-------- Records supplied --------
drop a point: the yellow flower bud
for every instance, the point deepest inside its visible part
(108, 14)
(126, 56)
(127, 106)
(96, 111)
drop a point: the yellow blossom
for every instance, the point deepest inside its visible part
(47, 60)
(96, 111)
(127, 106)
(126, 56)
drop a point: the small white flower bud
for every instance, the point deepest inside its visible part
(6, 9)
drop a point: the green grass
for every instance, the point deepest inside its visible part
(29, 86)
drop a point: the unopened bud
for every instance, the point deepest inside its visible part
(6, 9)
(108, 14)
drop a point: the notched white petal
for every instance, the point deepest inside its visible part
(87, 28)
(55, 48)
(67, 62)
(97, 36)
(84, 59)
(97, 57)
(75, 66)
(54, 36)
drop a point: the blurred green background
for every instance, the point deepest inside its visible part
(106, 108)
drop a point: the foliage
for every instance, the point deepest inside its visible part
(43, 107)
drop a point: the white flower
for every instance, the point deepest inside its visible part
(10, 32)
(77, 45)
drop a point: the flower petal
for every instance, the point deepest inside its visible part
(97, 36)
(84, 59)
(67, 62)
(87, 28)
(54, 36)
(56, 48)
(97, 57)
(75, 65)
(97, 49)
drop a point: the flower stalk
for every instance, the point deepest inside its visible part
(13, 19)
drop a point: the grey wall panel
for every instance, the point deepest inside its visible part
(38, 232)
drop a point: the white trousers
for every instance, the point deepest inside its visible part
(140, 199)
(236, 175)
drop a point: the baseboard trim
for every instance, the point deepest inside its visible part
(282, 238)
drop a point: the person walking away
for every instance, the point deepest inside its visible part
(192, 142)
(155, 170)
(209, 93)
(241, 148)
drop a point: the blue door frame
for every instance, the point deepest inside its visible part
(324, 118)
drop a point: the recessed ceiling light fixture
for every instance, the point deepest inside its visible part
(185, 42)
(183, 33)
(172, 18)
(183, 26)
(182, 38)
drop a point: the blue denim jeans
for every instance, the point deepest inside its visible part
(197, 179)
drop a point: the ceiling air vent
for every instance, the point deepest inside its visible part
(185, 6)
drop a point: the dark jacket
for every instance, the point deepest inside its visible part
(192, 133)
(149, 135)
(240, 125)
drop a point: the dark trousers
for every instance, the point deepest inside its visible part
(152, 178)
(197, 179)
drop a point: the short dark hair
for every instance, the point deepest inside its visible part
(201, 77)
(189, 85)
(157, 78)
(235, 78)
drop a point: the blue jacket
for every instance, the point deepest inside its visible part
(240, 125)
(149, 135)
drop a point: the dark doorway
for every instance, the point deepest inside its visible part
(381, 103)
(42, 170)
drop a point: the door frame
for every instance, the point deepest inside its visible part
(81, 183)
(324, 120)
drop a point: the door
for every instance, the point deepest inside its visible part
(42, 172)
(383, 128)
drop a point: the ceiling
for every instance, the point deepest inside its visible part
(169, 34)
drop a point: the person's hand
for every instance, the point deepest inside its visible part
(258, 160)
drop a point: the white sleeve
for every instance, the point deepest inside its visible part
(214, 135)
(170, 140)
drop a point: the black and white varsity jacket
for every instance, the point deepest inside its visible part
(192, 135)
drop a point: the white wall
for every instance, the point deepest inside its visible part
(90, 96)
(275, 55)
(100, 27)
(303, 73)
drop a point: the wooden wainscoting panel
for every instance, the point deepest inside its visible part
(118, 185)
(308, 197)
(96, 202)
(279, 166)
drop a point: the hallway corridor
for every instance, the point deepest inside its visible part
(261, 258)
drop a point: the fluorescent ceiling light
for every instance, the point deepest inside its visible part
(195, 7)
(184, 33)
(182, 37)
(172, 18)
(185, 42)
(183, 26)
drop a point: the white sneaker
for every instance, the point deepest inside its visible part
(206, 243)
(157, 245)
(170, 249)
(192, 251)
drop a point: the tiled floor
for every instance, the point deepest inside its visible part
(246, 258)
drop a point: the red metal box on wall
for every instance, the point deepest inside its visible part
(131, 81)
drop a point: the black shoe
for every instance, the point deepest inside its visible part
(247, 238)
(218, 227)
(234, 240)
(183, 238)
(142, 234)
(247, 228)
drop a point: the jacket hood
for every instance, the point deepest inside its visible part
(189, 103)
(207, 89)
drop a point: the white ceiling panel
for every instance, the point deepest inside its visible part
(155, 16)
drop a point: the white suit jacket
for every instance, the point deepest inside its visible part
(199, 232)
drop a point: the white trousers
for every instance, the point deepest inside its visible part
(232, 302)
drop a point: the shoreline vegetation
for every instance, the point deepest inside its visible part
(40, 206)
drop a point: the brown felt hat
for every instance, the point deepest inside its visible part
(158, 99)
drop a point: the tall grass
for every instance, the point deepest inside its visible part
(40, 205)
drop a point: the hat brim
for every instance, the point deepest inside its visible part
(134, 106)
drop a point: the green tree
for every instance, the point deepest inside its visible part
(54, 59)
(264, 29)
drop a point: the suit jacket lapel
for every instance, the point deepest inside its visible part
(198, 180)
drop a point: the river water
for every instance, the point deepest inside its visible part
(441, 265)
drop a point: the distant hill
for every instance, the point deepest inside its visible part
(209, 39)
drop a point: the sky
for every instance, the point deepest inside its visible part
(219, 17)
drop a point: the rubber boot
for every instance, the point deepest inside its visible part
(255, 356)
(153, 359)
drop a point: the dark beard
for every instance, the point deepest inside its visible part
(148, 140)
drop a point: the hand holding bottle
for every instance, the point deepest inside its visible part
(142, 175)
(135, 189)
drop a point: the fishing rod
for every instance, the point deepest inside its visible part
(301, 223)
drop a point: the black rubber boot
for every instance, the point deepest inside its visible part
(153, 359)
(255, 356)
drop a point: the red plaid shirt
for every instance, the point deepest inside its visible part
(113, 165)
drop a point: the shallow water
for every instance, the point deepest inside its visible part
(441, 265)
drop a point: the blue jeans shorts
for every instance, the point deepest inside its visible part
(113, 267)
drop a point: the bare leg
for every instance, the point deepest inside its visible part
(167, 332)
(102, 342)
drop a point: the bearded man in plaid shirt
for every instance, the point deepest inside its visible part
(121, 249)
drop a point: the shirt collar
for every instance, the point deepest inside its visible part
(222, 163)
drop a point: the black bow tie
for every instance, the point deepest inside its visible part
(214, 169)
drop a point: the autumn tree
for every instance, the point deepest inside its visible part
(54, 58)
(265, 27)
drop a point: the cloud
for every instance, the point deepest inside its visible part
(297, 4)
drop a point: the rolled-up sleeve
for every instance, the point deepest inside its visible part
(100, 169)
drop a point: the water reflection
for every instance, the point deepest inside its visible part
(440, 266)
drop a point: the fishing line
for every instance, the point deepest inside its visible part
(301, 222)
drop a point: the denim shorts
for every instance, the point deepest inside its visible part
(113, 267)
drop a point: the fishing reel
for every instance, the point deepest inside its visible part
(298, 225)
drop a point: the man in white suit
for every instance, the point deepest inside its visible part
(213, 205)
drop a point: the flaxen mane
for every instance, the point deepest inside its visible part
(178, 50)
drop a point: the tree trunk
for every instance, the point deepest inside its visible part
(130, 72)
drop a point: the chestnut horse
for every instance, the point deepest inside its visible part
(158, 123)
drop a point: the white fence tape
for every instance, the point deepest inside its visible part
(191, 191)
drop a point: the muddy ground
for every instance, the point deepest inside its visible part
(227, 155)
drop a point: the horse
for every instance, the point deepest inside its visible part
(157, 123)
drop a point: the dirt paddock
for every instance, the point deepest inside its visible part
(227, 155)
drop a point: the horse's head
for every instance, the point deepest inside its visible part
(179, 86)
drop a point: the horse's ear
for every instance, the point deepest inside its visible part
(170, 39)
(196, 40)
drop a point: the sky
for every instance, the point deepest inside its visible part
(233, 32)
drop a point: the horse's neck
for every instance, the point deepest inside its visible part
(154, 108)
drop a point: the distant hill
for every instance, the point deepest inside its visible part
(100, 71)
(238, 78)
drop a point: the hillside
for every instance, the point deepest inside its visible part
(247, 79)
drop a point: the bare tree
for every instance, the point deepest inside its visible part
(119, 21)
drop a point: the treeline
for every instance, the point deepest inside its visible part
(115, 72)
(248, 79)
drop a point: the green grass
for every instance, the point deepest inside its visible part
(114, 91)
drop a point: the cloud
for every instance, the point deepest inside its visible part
--------
- **The problem**: All lines from the one containing "drop a point: the horse's neck" through the end of the records, both ends included, are to be quoted exactly; please add nothing else.

- **Result of the task**:
drop a point: the horse's neck
for every instance, the point deepest inside its visible part
(154, 108)
drop a point: the distant hill
for every instance, the point deepest inside its visible part
(100, 71)
(238, 78)
drop a point: the hillside
for every instance, the point deepest inside its visible part
(247, 79)
drop a point: the bare tree
for every instance, the point deepest inside its visible part
(119, 21)
drop a point: the treeline
for every instance, the point deepest inside its visible part
(115, 72)
(248, 79)
drop a point: the green grass
for every instance, the point deepest inside its visible part
(114, 91)
drop a point: the cloud
for every instance, the point deepest inside its visible part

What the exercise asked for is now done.